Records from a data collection

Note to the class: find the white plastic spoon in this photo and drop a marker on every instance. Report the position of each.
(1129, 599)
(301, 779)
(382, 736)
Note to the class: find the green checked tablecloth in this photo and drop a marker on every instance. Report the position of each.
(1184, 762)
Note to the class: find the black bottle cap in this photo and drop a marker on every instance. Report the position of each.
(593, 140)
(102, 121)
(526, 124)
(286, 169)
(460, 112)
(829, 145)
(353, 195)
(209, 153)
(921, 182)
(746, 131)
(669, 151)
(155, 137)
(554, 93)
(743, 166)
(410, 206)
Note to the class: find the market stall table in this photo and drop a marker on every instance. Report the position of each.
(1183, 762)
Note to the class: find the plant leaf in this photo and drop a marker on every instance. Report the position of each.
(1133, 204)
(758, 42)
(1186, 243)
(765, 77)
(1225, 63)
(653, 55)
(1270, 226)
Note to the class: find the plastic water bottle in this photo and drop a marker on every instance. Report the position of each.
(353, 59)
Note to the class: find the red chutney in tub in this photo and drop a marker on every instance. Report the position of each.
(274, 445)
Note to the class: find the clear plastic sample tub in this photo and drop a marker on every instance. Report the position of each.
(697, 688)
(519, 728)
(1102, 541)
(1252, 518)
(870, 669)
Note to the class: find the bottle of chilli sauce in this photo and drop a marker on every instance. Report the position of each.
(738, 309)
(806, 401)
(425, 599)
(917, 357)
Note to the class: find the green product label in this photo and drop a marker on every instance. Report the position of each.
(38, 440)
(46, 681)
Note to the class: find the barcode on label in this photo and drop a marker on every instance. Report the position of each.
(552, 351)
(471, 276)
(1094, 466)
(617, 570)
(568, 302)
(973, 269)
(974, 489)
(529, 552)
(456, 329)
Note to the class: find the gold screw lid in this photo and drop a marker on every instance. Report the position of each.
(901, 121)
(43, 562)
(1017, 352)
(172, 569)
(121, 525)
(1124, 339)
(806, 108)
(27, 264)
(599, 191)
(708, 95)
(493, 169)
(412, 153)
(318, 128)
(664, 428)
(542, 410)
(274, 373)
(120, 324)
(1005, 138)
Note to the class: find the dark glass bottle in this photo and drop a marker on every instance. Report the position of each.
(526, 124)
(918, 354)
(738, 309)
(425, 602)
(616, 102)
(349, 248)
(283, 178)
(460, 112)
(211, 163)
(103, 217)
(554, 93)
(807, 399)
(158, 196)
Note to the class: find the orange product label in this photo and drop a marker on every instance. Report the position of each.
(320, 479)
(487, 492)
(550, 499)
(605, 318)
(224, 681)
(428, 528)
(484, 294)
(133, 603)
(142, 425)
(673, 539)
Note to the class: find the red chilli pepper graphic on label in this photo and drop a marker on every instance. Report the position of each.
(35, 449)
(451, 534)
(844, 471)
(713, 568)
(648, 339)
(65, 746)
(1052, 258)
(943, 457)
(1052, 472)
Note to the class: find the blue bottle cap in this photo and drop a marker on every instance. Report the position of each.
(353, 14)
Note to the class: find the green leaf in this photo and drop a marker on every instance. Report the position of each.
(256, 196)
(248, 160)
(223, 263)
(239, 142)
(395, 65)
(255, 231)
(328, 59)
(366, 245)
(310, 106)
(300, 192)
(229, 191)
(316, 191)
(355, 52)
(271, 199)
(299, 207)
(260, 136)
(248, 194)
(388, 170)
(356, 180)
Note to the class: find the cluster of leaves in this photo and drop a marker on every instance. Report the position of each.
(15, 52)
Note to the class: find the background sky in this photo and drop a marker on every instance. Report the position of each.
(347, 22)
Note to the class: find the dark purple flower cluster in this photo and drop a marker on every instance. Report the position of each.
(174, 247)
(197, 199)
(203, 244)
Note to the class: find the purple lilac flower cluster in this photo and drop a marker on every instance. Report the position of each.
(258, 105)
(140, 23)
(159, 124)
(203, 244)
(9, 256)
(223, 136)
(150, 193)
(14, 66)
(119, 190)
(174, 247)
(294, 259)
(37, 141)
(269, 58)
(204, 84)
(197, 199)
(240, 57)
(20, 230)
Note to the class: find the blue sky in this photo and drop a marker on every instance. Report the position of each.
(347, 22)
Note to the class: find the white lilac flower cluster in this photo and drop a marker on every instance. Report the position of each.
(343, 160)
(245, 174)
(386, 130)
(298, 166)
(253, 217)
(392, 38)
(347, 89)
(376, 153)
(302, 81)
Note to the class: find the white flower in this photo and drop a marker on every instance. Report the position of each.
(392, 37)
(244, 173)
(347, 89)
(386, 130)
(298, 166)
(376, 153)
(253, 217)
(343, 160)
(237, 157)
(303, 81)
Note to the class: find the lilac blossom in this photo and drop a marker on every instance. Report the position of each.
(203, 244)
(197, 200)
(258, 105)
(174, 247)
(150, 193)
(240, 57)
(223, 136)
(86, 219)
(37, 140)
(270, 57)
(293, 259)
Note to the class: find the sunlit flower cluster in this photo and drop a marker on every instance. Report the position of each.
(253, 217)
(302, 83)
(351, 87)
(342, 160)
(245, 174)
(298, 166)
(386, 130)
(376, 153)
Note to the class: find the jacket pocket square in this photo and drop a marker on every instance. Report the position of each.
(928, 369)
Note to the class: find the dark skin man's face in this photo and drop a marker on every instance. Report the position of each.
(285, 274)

TASK DESCRIPTION –
Put every line of the records above into a Markdown table with the columns Row and Line. Number each line in order and skip any blank lines.

ANSWER TO THIS EXERCISE –
| Row | Line |
|---|---|
| 1 | Note to the class: find the white plastic spoon in this photo and drop a marker on every instance. Report the position of each. |
| 2 | (1129, 599) |
| 3 | (301, 779) |
| 4 | (382, 736) |
| 5 | Note to the class: find the green checked tablecloth in this photo and drop a marker on every instance. Report the position of each. |
| 6 | (1184, 762) |
| 7 | Note to the class: find the black bottle cap in this photo and drop a marker on every instance. Report the position of each. |
| 8 | (593, 140) |
| 9 | (102, 121) |
| 10 | (526, 124) |
| 11 | (286, 169) |
| 12 | (460, 112) |
| 13 | (829, 145) |
| 14 | (353, 195) |
| 15 | (209, 153) |
| 16 | (921, 182) |
| 17 | (746, 131) |
| 18 | (669, 151) |
| 19 | (155, 137) |
| 20 | (554, 93) |
| 21 | (743, 166) |
| 22 | (410, 206) |
| 23 | Note to the class: find the market stall table in this photo and drop a marker on every instance. Report the position of each. |
| 24 | (1183, 762) |
| 25 | Note to the class: find the plant leaf in this photo and drop a marker on every instance. Report the position of each. |
| 26 | (1133, 204) |
| 27 | (758, 42) |
| 28 | (1186, 243) |
| 29 | (765, 77) |
| 30 | (1225, 63) |
| 31 | (653, 55) |
| 32 | (1270, 226) |
| 33 | Note to the class: find the plastic water bottle in this photo and drop a marker on every instance. Report the position of each. |
| 34 | (353, 59) |
| 35 | Note to the class: find the red chutney in tub in this photo and drop a marker on every instance. Report the position of each. |
| 36 | (274, 445) |
| 37 | Note to the class: find the clear plastic sample tub in this photo and drop a marker on every instance. Report the position of each. |
| 38 | (697, 688) |
| 39 | (519, 728) |
| 40 | (1102, 541) |
| 41 | (1252, 518) |
| 42 | (870, 669) |
| 43 | Note to the class: find the bottle of chilli sauce in this photo and drop a marker on every instance. Report the position of each. |
| 44 | (738, 309) |
| 45 | (806, 401) |
| 46 | (425, 599) |
| 47 | (917, 357) |
| 48 | Note to the class: find the green product label in this photo and drop a marker on every instance. Report the position of each. |
| 49 | (38, 440) |
| 50 | (46, 681) |
| 51 | Note to the class: find the barcode on label in this photo and drop a marker on every instance. Report the position of each. |
| 52 | (552, 351) |
| 53 | (471, 276) |
| 54 | (1094, 466) |
| 55 | (617, 570) |
| 56 | (568, 302) |
| 57 | (973, 269) |
| 58 | (974, 489) |
| 59 | (529, 552) |
| 60 | (456, 329) |
| 61 | Note to the class: find the gold screw lid in this photo and drop a marker on every instance. Report the position of each. |
| 62 | (901, 121) |
| 63 | (43, 562) |
| 64 | (1017, 352) |
| 65 | (172, 569) |
| 66 | (121, 525) |
| 67 | (1124, 339) |
| 68 | (806, 108) |
| 69 | (27, 264) |
| 70 | (599, 191) |
| 71 | (708, 95) |
| 72 | (493, 169) |
| 73 | (412, 153) |
| 74 | (318, 128) |
| 75 | (664, 428) |
| 76 | (542, 410) |
| 77 | (274, 373) |
| 78 | (120, 324) |
| 79 | (1005, 138) |
| 80 | Note to the class: find the dark glass bottle in this photo and drop a marker on every instance. Report the position of each. |
| 81 | (526, 124) |
| 82 | (918, 354) |
| 83 | (738, 309) |
| 84 | (425, 602) |
| 85 | (616, 102) |
| 86 | (349, 248) |
| 87 | (283, 178) |
| 88 | (460, 112) |
| 89 | (211, 163) |
| 90 | (103, 217) |
| 91 | (554, 93) |
| 92 | (807, 399) |
| 93 | (158, 196) |
| 94 | Note to the class: find the orange product label in this photo and drop a marker on every instance. Report the position of each. |
| 95 | (320, 479) |
| 96 | (487, 492) |
| 97 | (550, 499) |
| 98 | (605, 318) |
| 99 | (224, 681) |
| 100 | (428, 528) |
| 101 | (484, 294) |
| 102 | (133, 603) |
| 103 | (142, 425) |
| 104 | (673, 539) |
| 105 | Note to the class: find the red chilli pepper graphic on label in this photo and drop a marker on every instance. Report the position of each. |
| 106 | (35, 449) |
| 107 | (451, 534) |
| 108 | (844, 471) |
| 109 | (713, 568) |
| 110 | (648, 339) |
| 111 | (65, 746) |
| 112 | (1052, 258) |
| 113 | (943, 457) |
| 114 | (1052, 472) |
| 115 | Note to the class: find the blue bottle cap in this photo and drop a marker on every instance. Report the position of each. |
| 116 | (353, 14) |
| 117 | Note to the class: find the green leaf in this photo and drop a marker on every instance. Report the position of each. |
| 118 | (256, 196) |
| 119 | (248, 160) |
| 120 | (223, 263) |
| 121 | (239, 142) |
| 122 | (395, 65) |
| 123 | (255, 231) |
| 124 | (328, 59) |
| 125 | (366, 245) |
| 126 | (310, 106) |
| 127 | (300, 192) |
| 128 | (229, 191) |
| 129 | (316, 191) |
| 130 | (355, 52) |
| 131 | (271, 199) |
| 132 | (299, 207) |
| 133 | (260, 136) |
| 134 | (248, 194) |
| 135 | (388, 170) |
| 136 | (356, 180) |
| 137 | Note to the class: find the cluster of leaves in this photo and drop a marker on every instance. Report the position of each. |
| 138 | (15, 52) |
| 139 | Note to the class: find the background sky in this photo and drop a marker on every instance. Report the position of each. |
| 140 | (347, 22) |
| 141 | Note to the class: find the dark purple flower cluster in this photo and drop a marker on every instance. Report the position of each. |
| 142 | (174, 247) |
| 143 | (197, 199) |
| 144 | (203, 244) |
| 145 | Note to the class: find the purple lilac flower cluster in this photo and drop a marker on every instance. Report the position of each. |
| 146 | (258, 105) |
| 147 | (140, 23) |
| 148 | (159, 124) |
| 149 | (203, 244) |
| 150 | (9, 256) |
| 151 | (223, 136) |
| 152 | (150, 193) |
| 153 | (14, 66) |
| 154 | (119, 190) |
| 155 | (174, 247) |
| 156 | (294, 259) |
| 157 | (37, 141) |
| 158 | (269, 58) |
| 159 | (204, 84) |
| 160 | (197, 199) |
| 161 | (240, 57) |
| 162 | (20, 230) |
| 163 | Note to the class: find the blue sky in this photo and drop a marker on every instance. Report the position of each. |
| 164 | (347, 22) |
| 165 | Note to the class: find the white lilac flower cluster in this photo and drop a marker on every instance. Report the position of each. |
| 166 | (343, 160) |
| 167 | (245, 174) |
| 168 | (386, 130) |
| 169 | (298, 166) |
| 170 | (253, 217) |
| 171 | (392, 38) |
| 172 | (347, 89) |
| 173 | (376, 153) |
| 174 | (302, 81) |
| 175 | Note to the class: find the white flower in this photo and drop a marker on every instance. Report the position of each. |
| 176 | (392, 37) |
| 177 | (244, 173) |
| 178 | (347, 89) |
| 179 | (386, 130) |
| 180 | (298, 166) |
| 181 | (376, 153) |
| 182 | (253, 217) |
| 183 | (343, 160) |
| 184 | (237, 157) |
| 185 | (303, 81) |
| 186 | Note to the class: find the lilac blossom in this photo and drop a marker on every instance. Report the position of each. |
| 187 | (203, 244) |
| 188 | (197, 200) |
| 189 | (258, 105) |
| 190 | (174, 247) |
| 191 | (150, 193) |
| 192 | (240, 57) |
| 193 | (223, 136) |
| 194 | (86, 219) |
| 195 | (37, 140) |
| 196 | (270, 57) |
| 197 | (293, 259) |
| 198 | Note to the class: find the sunlit flower cluster in this photo and drop a marker on every instance. Report the position of each. |
| 199 | (253, 217) |
| 200 | (302, 83) |
| 201 | (351, 87) |
| 202 | (342, 160) |
| 203 | (245, 174) |
| 204 | (298, 166) |
| 205 | (386, 130) |
| 206 | (376, 153) |
| 207 | Note to the class: find the jacket pocket square in this photo and drop a marker on every instance. Report the position of each. |
| 208 | (928, 369) |
| 209 | Note to the class: find the dark skin man's face in this photo and drop a marker on every instance. Report the position of each. |
| 210 | (285, 274) |